- Bacaan
*****
Grup music Seni Perlawanan Oleh Rakyat (SPOER) memperingati Hari Tani dengan mengadakan Talkshow dengan mengangkat tema “Perampasan ruang hidup dengan dalih pembangunan berkelanjutan”. Acara ini bertempat di Convention Hall, UIN Sunan Kalijaga yang diikuti oleh mahasiswa, masyarakat umum dan lembaga masyarakat pada 24/09. Talkshow ini menyoroti salah satunya kasus perampasan tanah di Wadas.
Penetapan Wadas sebagai lokasi tambang oleh pemerintah telah mendapatkan penolakan dari warga Wadas sendiri sejak tahun 2019 hingga sekarang. Mereka molak pertambangan di Wadas karena disanalah sumber kehidupan bagi warga dan ruang hidup bagi perempuan sebagai manifest politik.
Sana Ullaila selaku narasumber dari Suara Perempuan (SP) Kinasih, menjelaskan perempuan dan alam memang tidak dapat dipisahkan. Mereka sangat merdeka untuk menentukan jenis tanaman tani dan bebas mengambil apapun dari Wadas. Kemudian, perempuan Wadas merepresentasikan dirinya dengan mengolah gula aren, membuat besek dan berbagai olahan makanan lainnya. Jika tanah dan alam di Wadas dirampas oleh negara sama saja menghilangkan hak ekonomi dan hak politik warga.
“Perempuan wadas bicara soal produk, tapi ketika ini diambil oleh negara, maka tidak ada lagi representasi perempuan Wadas,” papar Ullaila
Alih-alih memberhentikan pertambangan di Wadas, pemerintah mimilih untuk mengganti rugi dan membeli tanah warga yang bersedia dijual pada perusahaan tambang. Warga Wadas dipaksa pergi dari alam mereka.
Ullaila menceritakan perjuangan perempuan di Wadas masih hingga saat ini, walaupun selalu ada relasi kuasa yang melekat pada mereka. Banyak perempuan di Wadas yang tidak memiliki hak atas tanahnya. Biasanya hak itu berpindah tangan ke suami atau anggota keluarga lainnya.
*****
[Entri yang diambil dari sebuah koleksi]
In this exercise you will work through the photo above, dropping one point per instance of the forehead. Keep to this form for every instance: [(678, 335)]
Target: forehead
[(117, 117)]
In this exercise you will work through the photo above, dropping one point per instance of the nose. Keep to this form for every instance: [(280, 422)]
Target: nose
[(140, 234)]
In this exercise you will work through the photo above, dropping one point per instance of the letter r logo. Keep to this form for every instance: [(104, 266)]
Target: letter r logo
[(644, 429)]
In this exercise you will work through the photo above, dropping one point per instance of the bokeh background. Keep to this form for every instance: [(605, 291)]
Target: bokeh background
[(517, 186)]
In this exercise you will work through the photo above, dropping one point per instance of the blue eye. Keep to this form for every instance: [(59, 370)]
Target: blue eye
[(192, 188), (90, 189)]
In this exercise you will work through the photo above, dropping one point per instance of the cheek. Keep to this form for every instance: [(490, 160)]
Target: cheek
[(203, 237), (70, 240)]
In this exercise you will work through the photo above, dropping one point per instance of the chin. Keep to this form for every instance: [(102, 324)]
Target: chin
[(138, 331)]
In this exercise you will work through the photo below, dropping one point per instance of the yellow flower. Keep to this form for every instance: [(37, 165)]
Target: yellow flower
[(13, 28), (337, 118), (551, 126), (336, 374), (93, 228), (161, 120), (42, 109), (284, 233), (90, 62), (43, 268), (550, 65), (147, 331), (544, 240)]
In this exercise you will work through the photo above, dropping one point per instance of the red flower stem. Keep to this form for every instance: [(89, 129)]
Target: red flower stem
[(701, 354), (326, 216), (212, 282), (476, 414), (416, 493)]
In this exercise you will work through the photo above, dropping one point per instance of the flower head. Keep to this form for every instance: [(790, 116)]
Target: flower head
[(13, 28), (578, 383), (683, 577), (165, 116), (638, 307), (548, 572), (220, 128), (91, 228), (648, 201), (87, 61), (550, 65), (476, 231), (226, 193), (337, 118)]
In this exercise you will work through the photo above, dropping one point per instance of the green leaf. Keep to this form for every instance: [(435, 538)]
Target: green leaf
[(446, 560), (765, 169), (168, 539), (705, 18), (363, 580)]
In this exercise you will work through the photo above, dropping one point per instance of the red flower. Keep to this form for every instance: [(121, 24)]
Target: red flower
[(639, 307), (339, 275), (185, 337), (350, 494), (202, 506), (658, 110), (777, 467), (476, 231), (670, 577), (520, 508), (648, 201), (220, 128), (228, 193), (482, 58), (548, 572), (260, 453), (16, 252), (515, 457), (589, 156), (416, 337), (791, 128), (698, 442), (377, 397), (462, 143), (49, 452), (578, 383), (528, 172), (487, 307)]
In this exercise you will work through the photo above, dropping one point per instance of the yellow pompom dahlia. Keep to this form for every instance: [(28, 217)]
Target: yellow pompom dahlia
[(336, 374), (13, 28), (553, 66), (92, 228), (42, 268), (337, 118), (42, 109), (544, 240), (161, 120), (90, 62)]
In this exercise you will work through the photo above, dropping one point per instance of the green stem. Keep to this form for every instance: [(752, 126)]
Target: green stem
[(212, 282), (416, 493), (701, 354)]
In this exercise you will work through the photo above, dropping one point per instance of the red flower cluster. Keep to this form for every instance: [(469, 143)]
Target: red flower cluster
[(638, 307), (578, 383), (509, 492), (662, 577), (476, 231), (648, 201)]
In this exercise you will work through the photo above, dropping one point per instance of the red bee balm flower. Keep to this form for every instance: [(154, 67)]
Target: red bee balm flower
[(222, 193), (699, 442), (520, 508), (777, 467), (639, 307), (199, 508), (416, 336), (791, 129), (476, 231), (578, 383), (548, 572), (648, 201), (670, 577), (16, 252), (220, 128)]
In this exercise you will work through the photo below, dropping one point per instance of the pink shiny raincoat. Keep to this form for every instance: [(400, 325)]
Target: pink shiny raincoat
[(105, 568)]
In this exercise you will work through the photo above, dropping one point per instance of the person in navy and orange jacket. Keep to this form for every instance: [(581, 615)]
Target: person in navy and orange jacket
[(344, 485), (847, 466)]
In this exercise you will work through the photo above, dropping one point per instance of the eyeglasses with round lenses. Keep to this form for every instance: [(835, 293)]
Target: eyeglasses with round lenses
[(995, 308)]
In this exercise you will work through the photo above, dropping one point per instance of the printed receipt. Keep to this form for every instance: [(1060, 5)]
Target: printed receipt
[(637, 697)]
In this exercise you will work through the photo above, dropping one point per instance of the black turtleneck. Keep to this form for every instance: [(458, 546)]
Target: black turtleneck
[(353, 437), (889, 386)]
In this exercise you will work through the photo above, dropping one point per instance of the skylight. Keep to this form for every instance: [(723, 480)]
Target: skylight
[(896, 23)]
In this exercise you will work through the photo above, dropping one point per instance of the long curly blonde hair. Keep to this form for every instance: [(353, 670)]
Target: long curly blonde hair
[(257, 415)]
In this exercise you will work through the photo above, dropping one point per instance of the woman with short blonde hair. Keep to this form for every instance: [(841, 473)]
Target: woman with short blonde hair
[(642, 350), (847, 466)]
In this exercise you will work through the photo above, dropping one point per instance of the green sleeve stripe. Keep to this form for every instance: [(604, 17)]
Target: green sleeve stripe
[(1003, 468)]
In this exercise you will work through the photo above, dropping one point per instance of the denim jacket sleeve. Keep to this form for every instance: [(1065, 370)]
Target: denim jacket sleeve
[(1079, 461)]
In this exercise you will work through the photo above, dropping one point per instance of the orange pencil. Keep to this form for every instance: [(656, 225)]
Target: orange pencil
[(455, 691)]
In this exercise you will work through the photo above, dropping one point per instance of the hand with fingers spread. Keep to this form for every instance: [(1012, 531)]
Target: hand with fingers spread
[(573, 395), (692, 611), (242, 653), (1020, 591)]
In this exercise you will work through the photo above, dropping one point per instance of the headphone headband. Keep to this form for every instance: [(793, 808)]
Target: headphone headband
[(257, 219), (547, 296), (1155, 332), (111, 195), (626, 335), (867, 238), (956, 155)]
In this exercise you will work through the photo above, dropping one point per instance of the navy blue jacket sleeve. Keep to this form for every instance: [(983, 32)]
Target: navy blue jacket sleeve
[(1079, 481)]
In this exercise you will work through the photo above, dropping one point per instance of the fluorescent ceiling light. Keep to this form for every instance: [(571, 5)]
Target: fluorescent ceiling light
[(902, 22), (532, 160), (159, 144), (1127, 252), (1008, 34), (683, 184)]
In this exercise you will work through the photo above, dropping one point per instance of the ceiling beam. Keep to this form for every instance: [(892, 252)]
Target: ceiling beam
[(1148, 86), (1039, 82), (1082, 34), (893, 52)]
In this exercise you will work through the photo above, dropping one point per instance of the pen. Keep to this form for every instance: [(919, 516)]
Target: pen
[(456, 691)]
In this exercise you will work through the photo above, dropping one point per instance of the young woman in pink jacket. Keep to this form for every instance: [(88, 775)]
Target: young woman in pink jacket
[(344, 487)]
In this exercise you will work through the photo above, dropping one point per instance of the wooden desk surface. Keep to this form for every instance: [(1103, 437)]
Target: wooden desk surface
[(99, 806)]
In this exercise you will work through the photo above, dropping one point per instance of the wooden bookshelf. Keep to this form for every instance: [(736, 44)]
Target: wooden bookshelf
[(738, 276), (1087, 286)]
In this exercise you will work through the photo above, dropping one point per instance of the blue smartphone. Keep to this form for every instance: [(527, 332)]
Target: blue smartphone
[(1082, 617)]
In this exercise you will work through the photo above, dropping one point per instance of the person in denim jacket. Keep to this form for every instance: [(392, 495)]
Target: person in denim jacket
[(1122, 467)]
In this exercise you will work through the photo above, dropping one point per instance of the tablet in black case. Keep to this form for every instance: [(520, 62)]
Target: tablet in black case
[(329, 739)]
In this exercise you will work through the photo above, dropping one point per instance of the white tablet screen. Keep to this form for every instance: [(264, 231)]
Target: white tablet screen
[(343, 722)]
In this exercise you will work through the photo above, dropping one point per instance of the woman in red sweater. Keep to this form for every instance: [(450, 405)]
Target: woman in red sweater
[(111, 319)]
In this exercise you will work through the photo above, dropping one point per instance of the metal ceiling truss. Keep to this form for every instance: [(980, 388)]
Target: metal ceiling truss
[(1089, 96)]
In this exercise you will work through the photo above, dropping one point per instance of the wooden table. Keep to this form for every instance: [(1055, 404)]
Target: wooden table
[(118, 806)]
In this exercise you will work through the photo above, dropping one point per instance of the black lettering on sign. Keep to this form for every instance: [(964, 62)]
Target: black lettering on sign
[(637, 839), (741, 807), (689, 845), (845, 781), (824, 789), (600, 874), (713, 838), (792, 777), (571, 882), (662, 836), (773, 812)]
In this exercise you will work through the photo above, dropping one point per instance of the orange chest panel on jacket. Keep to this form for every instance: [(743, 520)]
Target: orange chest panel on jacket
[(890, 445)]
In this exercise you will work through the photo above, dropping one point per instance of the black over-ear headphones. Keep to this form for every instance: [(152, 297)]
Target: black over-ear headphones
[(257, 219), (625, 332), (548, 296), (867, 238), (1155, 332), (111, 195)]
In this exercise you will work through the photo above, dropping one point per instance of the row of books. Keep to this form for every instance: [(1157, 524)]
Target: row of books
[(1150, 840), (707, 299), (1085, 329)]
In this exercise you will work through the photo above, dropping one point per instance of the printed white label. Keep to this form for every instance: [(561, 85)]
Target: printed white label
*****
Jawab pertanyaan-pertanyaan berikut berdasarkan bacaan tentang Wadas.
1. Di mana talkshow yang diadakan SPOER berlangsung?
2. Sejak tahun berapa warga Wadas menolak penetapan Wadas sebagai lokasi tambang?
3. Apa saja yang diolah atau dibuat oleh perempuan Wadas untuk merepresentasikan dirinya?
Baris-baris di atas tidak perlu digunakan.

- Hasil Tugas
1. Talkshow itu berlangsung di Convention Hall, UIN Sunan Kalijaga.
2. Warga Wadas menolaknya sejak tahun 2019.
3. Perempuan Wadas mengolah gula aren, membuat besek, dan membuat berbagai olahan makanan lainnya.